Enunciado →
Substitua "pool table" por "billiard table" em todos os registros abaixo, sem alterar mais nada. Não inclua as imagens na resposta.

- - -

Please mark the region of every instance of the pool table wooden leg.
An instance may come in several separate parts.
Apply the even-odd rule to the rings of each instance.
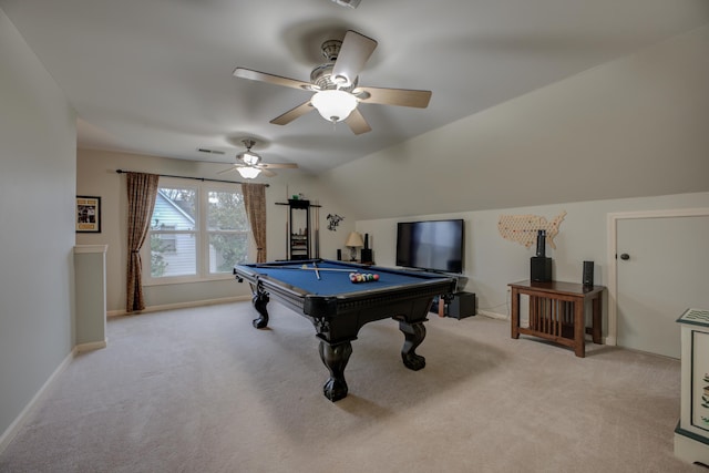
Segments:
[[[263,329],[268,326],[268,310],[266,309],[266,306],[270,298],[268,297],[268,292],[266,292],[260,285],[257,286],[254,290],[254,296],[251,297],[251,302],[254,304],[256,311],[259,313],[259,317],[254,319],[251,322],[257,329]]]
[[[339,401],[347,397],[347,381],[345,381],[345,367],[352,354],[352,343],[345,341],[330,345],[320,340],[320,359],[330,371],[330,378],[322,387],[322,392],[330,401]]]
[[[419,371],[425,367],[425,358],[417,354],[415,349],[425,338],[425,327],[423,321],[408,322],[402,318],[399,320],[399,330],[403,332],[405,338],[401,348],[401,359],[403,364],[413,371]]]

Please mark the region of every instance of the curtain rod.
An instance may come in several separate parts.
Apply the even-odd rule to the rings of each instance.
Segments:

- - -

Resultado →
Please mark the region of every instance of the billiard table wooden leg.
An instance may come in several separate parts.
Apply the even-odd rule to the rings of each instance.
Segments:
[[[263,329],[268,326],[268,310],[266,309],[266,306],[270,298],[268,297],[268,292],[266,292],[260,285],[257,286],[254,290],[254,296],[251,297],[251,302],[254,304],[256,311],[259,313],[259,317],[254,319],[251,322],[257,329]]]
[[[339,401],[347,397],[347,381],[345,381],[345,367],[352,354],[352,343],[345,341],[330,345],[320,340],[320,359],[330,371],[330,378],[322,387],[322,392],[330,401]]]
[[[419,371],[425,367],[425,358],[417,354],[415,349],[425,338],[425,327],[423,321],[408,322],[402,318],[399,320],[399,330],[403,332],[405,338],[401,348],[401,359],[403,364],[413,371]]]

Please mark the region of every instance of the curtain rod.
An instance may come in several separate parts.
Apply the even-odd rule to the rings of each instance.
Segments:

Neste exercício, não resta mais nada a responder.